◆ SHORT EXERCISE: Reproduce each line of the data below that contains the word "stone".

◆ EXCERPTED DATA:
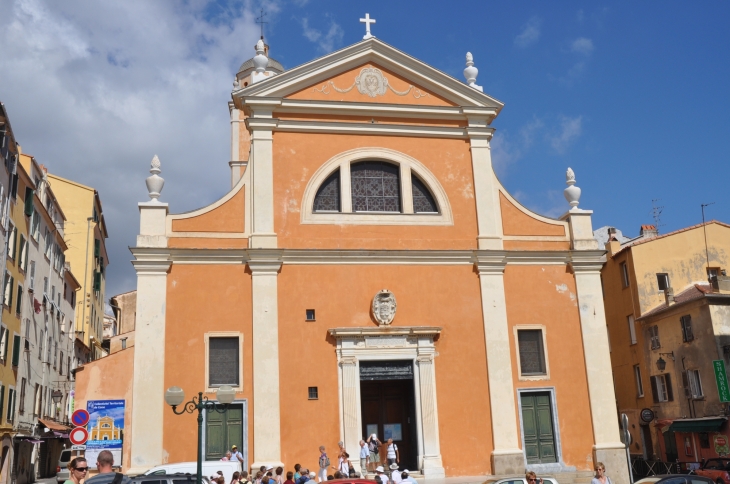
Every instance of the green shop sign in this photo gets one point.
(721, 379)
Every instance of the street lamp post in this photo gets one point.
(174, 396)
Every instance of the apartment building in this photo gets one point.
(85, 236)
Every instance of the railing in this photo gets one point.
(641, 468)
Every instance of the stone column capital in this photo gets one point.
(264, 261)
(490, 261)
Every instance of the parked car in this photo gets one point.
(675, 479)
(178, 478)
(716, 469)
(521, 480)
(62, 472)
(210, 467)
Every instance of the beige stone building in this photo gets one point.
(668, 313)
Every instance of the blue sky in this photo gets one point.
(632, 96)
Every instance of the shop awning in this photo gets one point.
(705, 424)
(51, 425)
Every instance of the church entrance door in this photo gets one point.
(388, 407)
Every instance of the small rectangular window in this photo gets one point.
(695, 384)
(686, 323)
(532, 352)
(624, 275)
(223, 362)
(639, 384)
(654, 337)
(632, 329)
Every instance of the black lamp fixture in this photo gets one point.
(660, 363)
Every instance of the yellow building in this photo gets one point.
(86, 238)
(105, 430)
(668, 320)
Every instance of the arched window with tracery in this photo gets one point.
(375, 187)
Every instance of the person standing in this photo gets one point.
(364, 455)
(106, 475)
(601, 477)
(78, 470)
(392, 454)
(324, 464)
(374, 448)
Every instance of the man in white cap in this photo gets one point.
(406, 478)
(395, 474)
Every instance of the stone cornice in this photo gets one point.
(386, 331)
(589, 260)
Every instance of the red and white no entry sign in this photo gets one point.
(78, 436)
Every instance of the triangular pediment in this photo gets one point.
(406, 75)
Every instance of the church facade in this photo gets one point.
(368, 274)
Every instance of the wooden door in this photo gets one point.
(537, 426)
(222, 431)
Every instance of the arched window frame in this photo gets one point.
(406, 164)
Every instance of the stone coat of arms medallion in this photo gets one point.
(384, 307)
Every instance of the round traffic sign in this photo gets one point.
(78, 436)
(80, 417)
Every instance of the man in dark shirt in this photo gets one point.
(105, 464)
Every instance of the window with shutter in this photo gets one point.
(532, 352)
(223, 362)
(16, 350)
(686, 323)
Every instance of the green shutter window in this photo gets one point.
(16, 350)
(2, 400)
(28, 201)
(10, 291)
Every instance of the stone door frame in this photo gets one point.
(415, 344)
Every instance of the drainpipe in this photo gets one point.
(86, 274)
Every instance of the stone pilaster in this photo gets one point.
(433, 466)
(607, 446)
(507, 457)
(148, 405)
(486, 194)
(351, 408)
(264, 265)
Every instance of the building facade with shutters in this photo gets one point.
(667, 300)
(86, 236)
(367, 273)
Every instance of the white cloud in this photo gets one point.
(325, 42)
(570, 130)
(530, 33)
(94, 90)
(582, 46)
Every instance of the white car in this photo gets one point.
(210, 467)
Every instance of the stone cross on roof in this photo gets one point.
(367, 21)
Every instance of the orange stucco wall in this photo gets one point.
(297, 156)
(551, 293)
(202, 298)
(347, 79)
(110, 378)
(226, 218)
(446, 297)
(516, 222)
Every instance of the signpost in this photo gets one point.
(721, 379)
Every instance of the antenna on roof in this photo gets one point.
(704, 228)
(260, 20)
(656, 213)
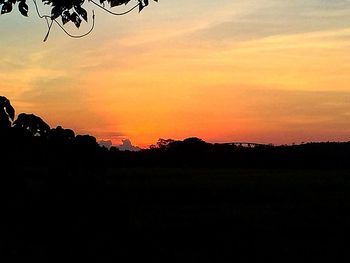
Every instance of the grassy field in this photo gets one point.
(174, 215)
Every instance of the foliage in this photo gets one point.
(7, 113)
(69, 10)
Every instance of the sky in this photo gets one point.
(267, 71)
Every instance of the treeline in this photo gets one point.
(28, 139)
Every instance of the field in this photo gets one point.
(177, 214)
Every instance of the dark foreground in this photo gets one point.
(174, 215)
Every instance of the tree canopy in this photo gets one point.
(63, 11)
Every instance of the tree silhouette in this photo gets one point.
(32, 123)
(7, 113)
(70, 11)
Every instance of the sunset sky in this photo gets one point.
(268, 71)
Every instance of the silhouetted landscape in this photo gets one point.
(66, 197)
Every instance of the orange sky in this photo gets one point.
(265, 71)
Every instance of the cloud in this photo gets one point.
(279, 18)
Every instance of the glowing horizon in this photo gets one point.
(266, 71)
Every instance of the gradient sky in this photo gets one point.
(270, 71)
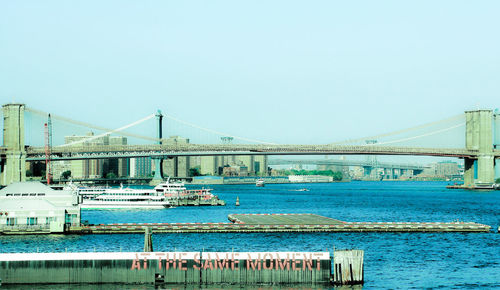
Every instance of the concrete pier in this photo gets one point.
(186, 268)
(274, 223)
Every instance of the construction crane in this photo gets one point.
(48, 150)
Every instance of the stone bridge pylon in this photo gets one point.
(13, 164)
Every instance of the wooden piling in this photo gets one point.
(148, 240)
(348, 267)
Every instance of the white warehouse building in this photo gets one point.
(32, 207)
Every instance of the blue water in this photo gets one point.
(392, 260)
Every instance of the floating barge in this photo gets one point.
(272, 223)
(184, 268)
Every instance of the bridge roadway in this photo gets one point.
(349, 163)
(164, 151)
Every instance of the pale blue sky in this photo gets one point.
(282, 71)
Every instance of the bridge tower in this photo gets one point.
(479, 137)
(13, 167)
(158, 177)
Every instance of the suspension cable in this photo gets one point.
(420, 136)
(91, 126)
(217, 132)
(459, 116)
(109, 132)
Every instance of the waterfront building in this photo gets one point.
(97, 168)
(178, 166)
(140, 167)
(26, 206)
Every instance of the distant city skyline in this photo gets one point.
(281, 71)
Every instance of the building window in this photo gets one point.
(48, 220)
(11, 221)
(31, 221)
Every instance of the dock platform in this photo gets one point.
(272, 223)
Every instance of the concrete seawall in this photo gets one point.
(196, 268)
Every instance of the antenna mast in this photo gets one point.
(48, 150)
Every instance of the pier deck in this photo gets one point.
(270, 223)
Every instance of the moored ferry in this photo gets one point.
(116, 198)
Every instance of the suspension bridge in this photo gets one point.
(479, 153)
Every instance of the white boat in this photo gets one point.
(115, 198)
(177, 190)
(164, 195)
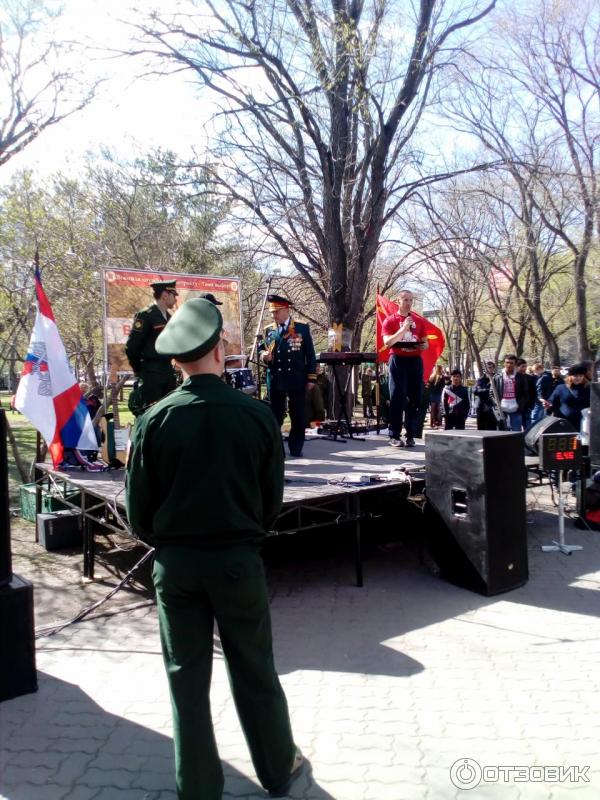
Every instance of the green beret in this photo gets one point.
(162, 286)
(193, 331)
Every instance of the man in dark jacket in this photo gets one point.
(455, 402)
(289, 356)
(204, 484)
(513, 393)
(543, 389)
(531, 381)
(486, 416)
(154, 373)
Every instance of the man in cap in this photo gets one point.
(206, 515)
(289, 356)
(154, 373)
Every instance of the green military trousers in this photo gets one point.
(194, 588)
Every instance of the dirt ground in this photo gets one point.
(60, 591)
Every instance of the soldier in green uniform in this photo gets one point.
(154, 373)
(289, 356)
(204, 484)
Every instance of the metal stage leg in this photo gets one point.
(88, 549)
(560, 546)
(357, 539)
(343, 394)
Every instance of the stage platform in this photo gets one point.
(334, 483)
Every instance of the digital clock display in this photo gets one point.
(560, 451)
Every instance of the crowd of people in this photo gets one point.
(514, 397)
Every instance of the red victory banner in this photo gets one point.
(435, 337)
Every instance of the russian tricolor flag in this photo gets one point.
(48, 394)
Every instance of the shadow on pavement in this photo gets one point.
(59, 739)
(322, 621)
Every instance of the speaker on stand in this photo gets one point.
(475, 512)
(17, 645)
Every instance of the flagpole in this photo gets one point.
(377, 375)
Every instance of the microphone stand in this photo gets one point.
(257, 336)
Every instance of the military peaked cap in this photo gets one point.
(276, 301)
(578, 369)
(192, 332)
(163, 286)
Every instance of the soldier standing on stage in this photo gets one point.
(289, 356)
(154, 373)
(204, 484)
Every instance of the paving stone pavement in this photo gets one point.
(388, 686)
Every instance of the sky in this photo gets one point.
(129, 115)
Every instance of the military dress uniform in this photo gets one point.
(204, 484)
(155, 374)
(293, 366)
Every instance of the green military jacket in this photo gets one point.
(205, 466)
(141, 344)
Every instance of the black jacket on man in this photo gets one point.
(521, 389)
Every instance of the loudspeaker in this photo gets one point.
(594, 446)
(475, 514)
(17, 646)
(546, 425)
(60, 529)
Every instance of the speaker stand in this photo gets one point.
(560, 546)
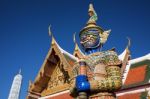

◆ ANSWER BELOW:
Every instance of the stone column capital in this photo gets one point.
Every instance of the beige stone building in this photo gets one point.
Every instance of the stone cornice in this photo gets one point.
Every instance of the stone coat of arms medallion in this photo gets one point.
Every instance of the stone door frame in this photo gets one point.
Every instance of the stone pilaster in this photo gets one point.
Every instance of the stone cross on roof in this photo gets one point.
Every instance of the stone bridge pylon in this photo gets one point.
Every instance of the paving stone pavement in this photo gets one point.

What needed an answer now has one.